◆ **Data shown**
_ _ _ _

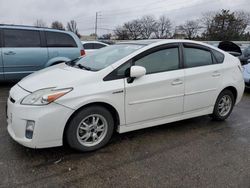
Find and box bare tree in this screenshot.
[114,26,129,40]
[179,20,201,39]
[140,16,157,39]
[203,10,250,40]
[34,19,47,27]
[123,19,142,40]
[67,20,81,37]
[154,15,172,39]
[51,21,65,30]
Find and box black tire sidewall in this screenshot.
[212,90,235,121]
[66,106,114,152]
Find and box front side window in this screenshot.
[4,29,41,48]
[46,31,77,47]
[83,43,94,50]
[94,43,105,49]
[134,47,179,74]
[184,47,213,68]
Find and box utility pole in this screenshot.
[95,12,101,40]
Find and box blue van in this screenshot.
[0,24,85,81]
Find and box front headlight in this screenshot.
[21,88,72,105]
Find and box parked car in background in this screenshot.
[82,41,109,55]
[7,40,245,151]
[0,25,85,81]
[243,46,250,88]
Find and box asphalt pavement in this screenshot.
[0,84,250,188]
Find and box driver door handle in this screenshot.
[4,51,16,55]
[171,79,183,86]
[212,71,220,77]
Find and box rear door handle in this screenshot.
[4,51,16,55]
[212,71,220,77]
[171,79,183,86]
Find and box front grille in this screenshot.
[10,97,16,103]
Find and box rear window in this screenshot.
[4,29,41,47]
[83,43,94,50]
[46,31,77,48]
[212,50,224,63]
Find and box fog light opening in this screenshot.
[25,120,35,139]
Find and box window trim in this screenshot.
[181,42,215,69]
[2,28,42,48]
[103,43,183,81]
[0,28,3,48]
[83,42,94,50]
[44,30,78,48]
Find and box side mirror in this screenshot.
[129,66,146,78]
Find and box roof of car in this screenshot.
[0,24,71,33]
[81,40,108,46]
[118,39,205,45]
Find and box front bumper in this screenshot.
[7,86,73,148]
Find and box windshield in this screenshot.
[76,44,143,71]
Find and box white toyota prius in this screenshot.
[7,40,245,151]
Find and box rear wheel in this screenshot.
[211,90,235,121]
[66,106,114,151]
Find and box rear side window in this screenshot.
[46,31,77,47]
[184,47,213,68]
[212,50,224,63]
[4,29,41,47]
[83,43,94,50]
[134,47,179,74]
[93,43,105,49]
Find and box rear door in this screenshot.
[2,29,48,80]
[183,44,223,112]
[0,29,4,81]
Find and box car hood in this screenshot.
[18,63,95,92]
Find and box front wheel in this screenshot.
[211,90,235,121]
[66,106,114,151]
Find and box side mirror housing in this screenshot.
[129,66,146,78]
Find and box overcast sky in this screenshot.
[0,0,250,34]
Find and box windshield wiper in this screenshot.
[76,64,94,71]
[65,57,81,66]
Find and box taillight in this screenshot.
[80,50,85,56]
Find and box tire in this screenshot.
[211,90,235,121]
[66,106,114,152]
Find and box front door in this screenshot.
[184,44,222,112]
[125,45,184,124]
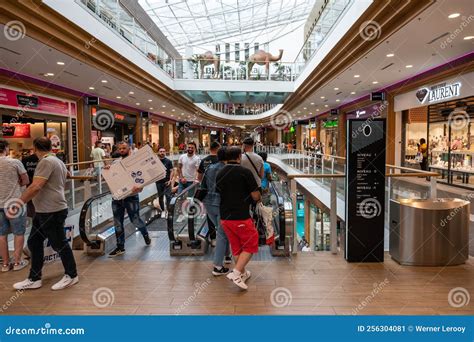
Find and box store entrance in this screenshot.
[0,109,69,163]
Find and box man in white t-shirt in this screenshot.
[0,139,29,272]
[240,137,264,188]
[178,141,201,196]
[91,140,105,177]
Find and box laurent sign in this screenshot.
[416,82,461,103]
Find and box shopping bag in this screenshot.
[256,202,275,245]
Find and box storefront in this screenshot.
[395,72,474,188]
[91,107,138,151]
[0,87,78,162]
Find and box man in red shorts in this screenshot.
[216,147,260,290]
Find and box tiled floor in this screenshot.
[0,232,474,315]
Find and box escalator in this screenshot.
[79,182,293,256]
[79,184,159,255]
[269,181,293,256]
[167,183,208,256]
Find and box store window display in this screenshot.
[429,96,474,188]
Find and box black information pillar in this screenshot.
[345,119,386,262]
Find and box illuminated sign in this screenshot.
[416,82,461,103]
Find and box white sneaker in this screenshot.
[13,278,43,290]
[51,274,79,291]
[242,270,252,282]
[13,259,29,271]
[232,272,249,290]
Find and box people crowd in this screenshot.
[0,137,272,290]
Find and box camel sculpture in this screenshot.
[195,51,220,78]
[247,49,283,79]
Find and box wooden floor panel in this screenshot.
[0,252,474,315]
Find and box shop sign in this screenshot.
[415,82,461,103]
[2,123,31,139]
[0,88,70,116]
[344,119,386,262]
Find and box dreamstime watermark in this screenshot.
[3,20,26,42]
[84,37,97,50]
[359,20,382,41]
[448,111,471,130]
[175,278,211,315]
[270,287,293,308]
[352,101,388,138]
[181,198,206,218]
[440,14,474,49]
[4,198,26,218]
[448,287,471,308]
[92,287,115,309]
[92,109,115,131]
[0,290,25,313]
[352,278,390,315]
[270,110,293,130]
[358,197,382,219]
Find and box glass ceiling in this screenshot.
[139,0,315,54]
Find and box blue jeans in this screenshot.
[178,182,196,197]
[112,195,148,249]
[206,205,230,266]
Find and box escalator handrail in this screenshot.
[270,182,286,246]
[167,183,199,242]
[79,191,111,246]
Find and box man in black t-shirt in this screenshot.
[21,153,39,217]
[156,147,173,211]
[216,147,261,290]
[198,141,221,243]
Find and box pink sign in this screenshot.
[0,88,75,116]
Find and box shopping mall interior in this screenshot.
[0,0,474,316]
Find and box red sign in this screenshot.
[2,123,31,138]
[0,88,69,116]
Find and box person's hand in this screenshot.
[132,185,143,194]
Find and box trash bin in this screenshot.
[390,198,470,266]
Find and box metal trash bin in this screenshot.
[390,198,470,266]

_ _ _ _

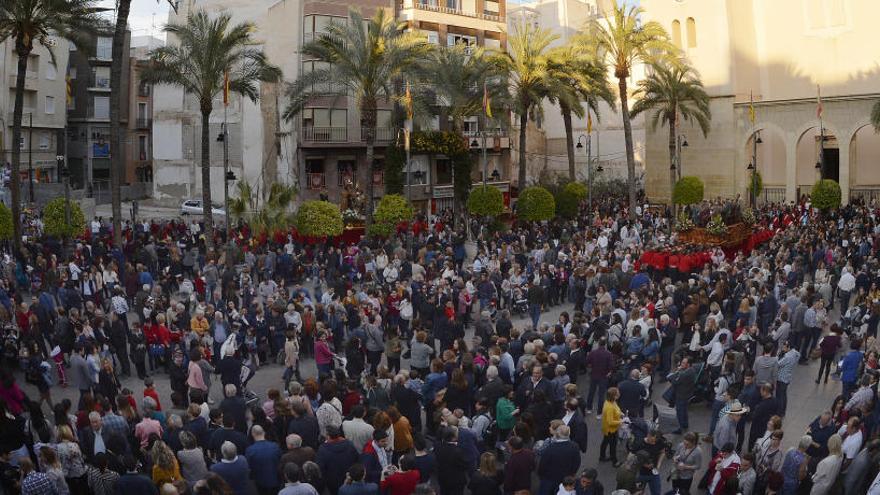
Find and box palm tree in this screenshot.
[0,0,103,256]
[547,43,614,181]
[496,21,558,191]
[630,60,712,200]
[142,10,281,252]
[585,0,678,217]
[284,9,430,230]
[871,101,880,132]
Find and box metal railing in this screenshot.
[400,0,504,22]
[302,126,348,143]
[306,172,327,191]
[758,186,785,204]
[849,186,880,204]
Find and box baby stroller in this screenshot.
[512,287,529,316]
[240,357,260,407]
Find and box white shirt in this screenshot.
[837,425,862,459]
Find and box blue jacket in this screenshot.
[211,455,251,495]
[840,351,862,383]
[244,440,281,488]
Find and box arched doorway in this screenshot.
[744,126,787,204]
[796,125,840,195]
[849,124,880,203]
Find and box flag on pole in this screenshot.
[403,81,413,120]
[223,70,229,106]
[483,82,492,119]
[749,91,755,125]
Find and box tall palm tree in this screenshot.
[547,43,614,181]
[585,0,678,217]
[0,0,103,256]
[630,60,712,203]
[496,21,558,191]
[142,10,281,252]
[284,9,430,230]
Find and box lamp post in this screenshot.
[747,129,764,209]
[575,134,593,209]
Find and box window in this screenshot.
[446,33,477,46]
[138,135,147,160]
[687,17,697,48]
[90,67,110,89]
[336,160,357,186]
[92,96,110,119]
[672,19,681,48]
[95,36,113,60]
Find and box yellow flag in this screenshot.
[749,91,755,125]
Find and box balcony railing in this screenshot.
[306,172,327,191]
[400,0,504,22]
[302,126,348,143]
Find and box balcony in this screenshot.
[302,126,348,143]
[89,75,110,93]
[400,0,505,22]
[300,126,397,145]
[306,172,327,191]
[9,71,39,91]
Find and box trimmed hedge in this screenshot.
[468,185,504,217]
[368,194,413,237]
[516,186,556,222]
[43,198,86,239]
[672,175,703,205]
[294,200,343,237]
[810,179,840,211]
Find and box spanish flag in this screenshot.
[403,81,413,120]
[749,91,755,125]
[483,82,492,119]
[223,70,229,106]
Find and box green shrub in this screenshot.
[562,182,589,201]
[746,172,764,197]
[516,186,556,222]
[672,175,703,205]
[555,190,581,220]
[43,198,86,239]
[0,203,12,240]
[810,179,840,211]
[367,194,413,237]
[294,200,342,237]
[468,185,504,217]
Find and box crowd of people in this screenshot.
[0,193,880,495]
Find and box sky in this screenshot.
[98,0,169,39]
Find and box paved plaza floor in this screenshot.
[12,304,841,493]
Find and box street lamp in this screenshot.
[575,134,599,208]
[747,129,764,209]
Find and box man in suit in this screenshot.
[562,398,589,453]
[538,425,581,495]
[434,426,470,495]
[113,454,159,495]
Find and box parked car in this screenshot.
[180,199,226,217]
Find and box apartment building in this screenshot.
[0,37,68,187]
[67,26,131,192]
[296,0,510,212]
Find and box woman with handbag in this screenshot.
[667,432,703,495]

_ _ _ _

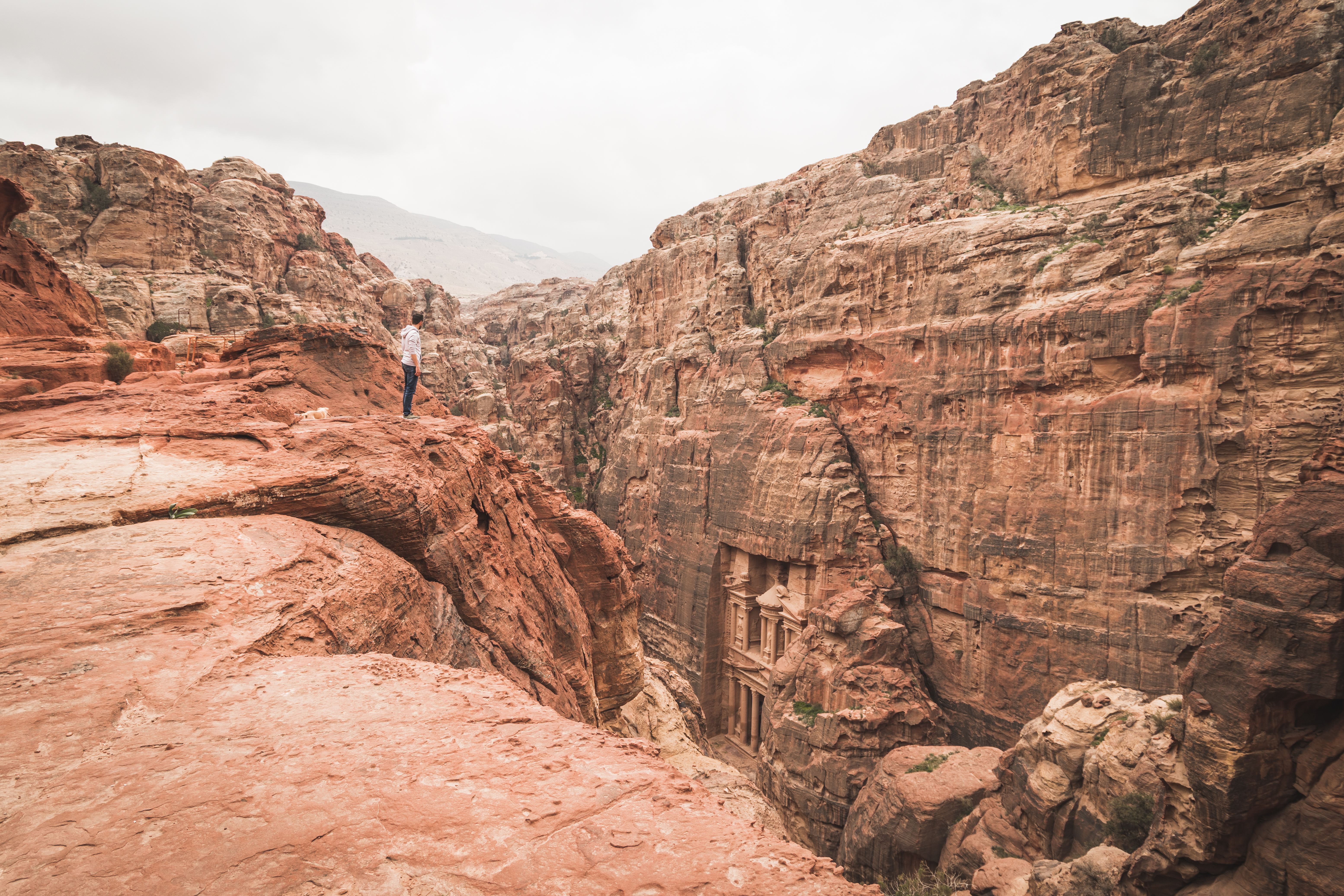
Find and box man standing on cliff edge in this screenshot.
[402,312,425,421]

_ _ _ _

◆ **Work to do**
In the lines from the one containing "Find and box bare tree in this screenshot." up to and including the one containing "[65,57,81,66]", swap "Find and box" for "Locate and mark". Give back only those lines, with everything else unchanged.

◆ **Written solution**
Locate and mark bare tree in this screenshot.
[114,26,129,40]
[179,20,201,39]
[140,16,157,39]
[203,10,250,40]
[34,19,47,27]
[123,19,142,40]
[67,20,81,37]
[154,15,172,39]
[51,21,65,30]
Locate and mark black tire sidewall in this screenshot.
[212,90,235,121]
[66,106,114,152]
Locate and mark front side window in this screenshot.
[4,29,41,48]
[46,31,77,47]
[83,43,94,50]
[94,43,105,49]
[134,47,179,74]
[184,47,213,68]
Locate and mark utility pole in this screenshot.
[95,12,101,40]
Locate and mark blue van in this screenshot.
[0,24,85,81]
Locate and mark front headlight in this screenshot.
[21,88,72,105]
Locate and mark parked car in background in this screenshot.
[82,41,109,55]
[7,40,245,151]
[0,25,85,81]
[243,46,250,88]
Locate and mark asphalt pavement in this screenshot.
[0,84,250,188]
Locate and mark driver door handle in this screenshot.
[4,51,16,55]
[171,79,183,86]
[212,71,220,77]
Locate and mark rear door handle in this screenshot.
[4,51,16,55]
[212,71,220,77]
[171,79,183,86]
Locate and mark front grille in this screenshot.
[10,97,16,103]
Locate and mark rear window in this screenshot.
[4,29,41,47]
[83,43,94,50]
[46,31,77,48]
[212,50,224,63]
Locate and mark fog light opening in this screenshot.
[25,120,35,139]
Locate and mark window trim in this screenshot.
[181,42,215,69]
[2,28,42,48]
[103,43,183,81]
[0,28,3,48]
[83,42,94,50]
[44,30,78,48]
Locate and mark side mirror in this screenshot.
[129,66,146,78]
Locate and mark roof of car in this screenshot.
[0,24,71,33]
[81,40,108,46]
[118,39,205,45]
Locate and mark front bumper in this screenshot.
[7,86,73,148]
Locate and mark windshield in this screenshot.
[76,44,143,71]
Locate and mark white toyota prius in this screenshot.
[7,40,245,151]
Locate and mark rear wheel in this screenshot.
[211,90,235,121]
[66,106,114,151]
Locate and mark rear side window in this screenshot.
[46,31,77,47]
[184,47,213,68]
[212,50,224,63]
[4,29,41,47]
[83,43,94,50]
[134,47,179,74]
[93,43,105,49]
Locate and mark rear door in this screenshot.
[2,29,48,80]
[183,44,223,112]
[0,29,4,81]
Locate and mark car hood in this screenshot.
[18,63,95,92]
Locate and mark front wheel in this screenshot.
[211,90,235,121]
[66,106,114,151]
Locate and mark side mirror housing in this screenshot.
[129,66,146,78]
Locate and mark overcast sky in this screenshot.
[0,0,250,34]
Locate and mark windshield wiper in this screenshot.
[76,64,94,71]
[65,57,81,66]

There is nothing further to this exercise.